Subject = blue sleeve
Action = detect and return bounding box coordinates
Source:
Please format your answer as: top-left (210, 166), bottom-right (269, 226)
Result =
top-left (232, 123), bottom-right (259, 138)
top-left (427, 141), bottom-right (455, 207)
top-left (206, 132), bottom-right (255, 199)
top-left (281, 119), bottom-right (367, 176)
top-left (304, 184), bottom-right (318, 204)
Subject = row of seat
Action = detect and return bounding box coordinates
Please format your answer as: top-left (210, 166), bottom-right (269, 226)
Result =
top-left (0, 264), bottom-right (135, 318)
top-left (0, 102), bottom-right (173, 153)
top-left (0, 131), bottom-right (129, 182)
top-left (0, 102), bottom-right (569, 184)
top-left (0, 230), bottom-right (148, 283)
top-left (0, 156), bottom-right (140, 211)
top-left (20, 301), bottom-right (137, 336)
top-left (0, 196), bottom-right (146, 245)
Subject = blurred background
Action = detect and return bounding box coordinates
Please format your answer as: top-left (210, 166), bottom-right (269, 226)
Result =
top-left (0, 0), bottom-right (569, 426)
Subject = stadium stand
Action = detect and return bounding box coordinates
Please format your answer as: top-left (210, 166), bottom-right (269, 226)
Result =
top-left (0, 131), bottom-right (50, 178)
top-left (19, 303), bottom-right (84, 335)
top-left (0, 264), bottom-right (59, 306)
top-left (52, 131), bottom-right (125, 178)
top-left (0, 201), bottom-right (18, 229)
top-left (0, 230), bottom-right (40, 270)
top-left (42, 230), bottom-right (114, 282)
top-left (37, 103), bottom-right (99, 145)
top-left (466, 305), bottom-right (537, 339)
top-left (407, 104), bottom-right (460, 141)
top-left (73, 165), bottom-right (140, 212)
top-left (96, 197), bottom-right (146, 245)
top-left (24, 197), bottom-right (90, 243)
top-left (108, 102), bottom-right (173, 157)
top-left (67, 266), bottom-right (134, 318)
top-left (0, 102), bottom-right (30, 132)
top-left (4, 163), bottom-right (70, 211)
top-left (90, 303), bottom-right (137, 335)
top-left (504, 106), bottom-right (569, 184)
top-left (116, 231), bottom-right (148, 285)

+---+

- _Stated exercise_
Lay out as a numbered list the lines of the rows above from the very first line through the line containing "top-left (206, 132), bottom-right (255, 199)", with both of those lines included and blank lines left out.

- _Response below_
1. Subject = blue sleeve
2. Action = detect and return bounding box coordinates
3. Source:
4. Please format your answer as: top-left (210, 166), bottom-right (269, 226)
5. Result =
6. top-left (232, 123), bottom-right (259, 138)
7. top-left (427, 141), bottom-right (455, 207)
8. top-left (206, 132), bottom-right (255, 199)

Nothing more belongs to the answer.